(REQUIRED TASK): Repeat exactly, and only, the lines from the line bearing "of the large" through the end of the material. Do not copy the pictures.
--- START OF INPUT ---
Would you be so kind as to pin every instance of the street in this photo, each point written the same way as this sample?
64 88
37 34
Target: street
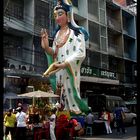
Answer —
130 135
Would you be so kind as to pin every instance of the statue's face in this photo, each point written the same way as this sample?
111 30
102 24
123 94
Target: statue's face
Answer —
60 17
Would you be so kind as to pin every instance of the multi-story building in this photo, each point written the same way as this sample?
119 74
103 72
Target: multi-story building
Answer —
110 64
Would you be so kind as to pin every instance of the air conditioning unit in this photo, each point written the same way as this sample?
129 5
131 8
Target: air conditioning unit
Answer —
12 66
24 67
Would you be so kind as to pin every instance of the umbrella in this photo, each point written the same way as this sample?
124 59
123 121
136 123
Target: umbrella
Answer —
10 96
39 94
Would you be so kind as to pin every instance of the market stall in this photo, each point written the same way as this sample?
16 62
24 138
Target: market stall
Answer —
39 112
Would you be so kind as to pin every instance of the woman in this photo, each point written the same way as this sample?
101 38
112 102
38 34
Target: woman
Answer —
52 124
107 118
9 122
68 51
21 119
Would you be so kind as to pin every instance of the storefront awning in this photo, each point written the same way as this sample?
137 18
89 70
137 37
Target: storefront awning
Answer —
99 80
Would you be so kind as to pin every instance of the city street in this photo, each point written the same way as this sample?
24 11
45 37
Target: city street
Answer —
130 135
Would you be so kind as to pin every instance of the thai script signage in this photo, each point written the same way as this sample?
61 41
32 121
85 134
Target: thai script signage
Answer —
91 71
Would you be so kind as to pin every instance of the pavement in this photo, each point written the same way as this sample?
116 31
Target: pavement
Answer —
130 135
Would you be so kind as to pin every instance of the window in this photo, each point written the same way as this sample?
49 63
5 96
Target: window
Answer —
42 13
13 46
75 3
14 8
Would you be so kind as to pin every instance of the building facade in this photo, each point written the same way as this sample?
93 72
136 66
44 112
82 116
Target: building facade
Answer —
110 66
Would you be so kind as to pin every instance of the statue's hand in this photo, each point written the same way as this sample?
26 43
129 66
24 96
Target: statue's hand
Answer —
44 39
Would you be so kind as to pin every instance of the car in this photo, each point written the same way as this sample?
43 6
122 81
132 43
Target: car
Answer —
130 117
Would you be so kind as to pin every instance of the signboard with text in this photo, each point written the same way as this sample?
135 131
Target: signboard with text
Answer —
91 71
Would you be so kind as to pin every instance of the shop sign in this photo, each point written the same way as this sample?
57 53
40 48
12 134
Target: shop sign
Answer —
107 74
90 71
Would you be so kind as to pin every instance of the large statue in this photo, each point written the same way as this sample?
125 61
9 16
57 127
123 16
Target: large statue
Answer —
65 57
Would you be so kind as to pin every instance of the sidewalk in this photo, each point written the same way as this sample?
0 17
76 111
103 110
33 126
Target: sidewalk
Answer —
94 138
130 135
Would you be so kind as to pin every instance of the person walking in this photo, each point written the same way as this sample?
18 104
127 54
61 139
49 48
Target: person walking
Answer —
52 124
21 119
89 119
65 57
119 117
9 123
107 118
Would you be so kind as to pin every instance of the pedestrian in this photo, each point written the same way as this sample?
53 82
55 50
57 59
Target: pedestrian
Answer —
52 124
21 119
89 119
107 118
119 117
65 57
9 123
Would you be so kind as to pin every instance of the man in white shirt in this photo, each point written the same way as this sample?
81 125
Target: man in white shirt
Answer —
21 119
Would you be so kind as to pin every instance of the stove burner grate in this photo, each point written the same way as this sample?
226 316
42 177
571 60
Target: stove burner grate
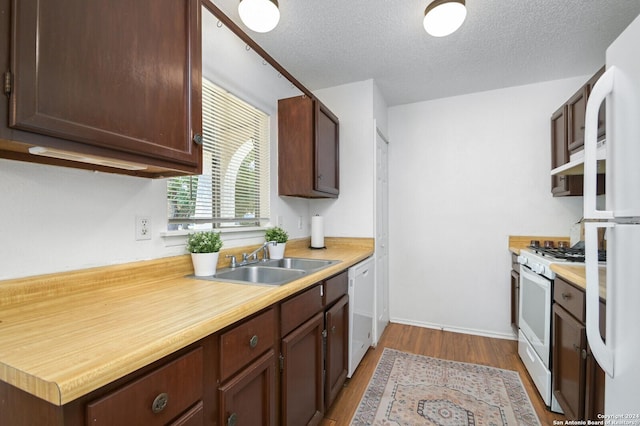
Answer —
568 254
--- END OF INPUT ---
(ANSWER FOR THIS EXERCISE):
Would you be so kind as to pin every instance of the large statue in this photo, each point written the same way as this sample?
125 61
9 16
57 127
123 16
Target: large statue
Answer —
65 57
Would you be so kind as to pin every instance of the sidewalk in this photo, each point written the same way as this sample?
0 17
76 111
103 110
33 126
Target: sidewalk
Answer —
94 138
130 135
Would you be so kind as to pin every instance of the person walking in this photo, each point written the same way as this sample?
18 104
127 54
61 139
49 48
Target: person walking
Answer —
52 124
21 119
89 119
65 57
119 117
9 123
107 118
Would you be so kind as to pin every instance of the pedestrian in this photo, each point written the same way as this sample?
53 82
55 50
57 59
Target: pedestrian
Answer —
52 124
21 119
89 119
107 118
119 117
65 57
9 123
Would you be so kind as to pin every instance of the man in white shirt in this photo, each point written the same way as this sample?
81 125
Target: man in white shirt
Answer —
21 119
Would you be so kind as to pin every instance of the stove burner grate in this photo, each point written the same way as this sample?
226 316
42 177
571 60
Target: stove burner grate
Answer —
568 254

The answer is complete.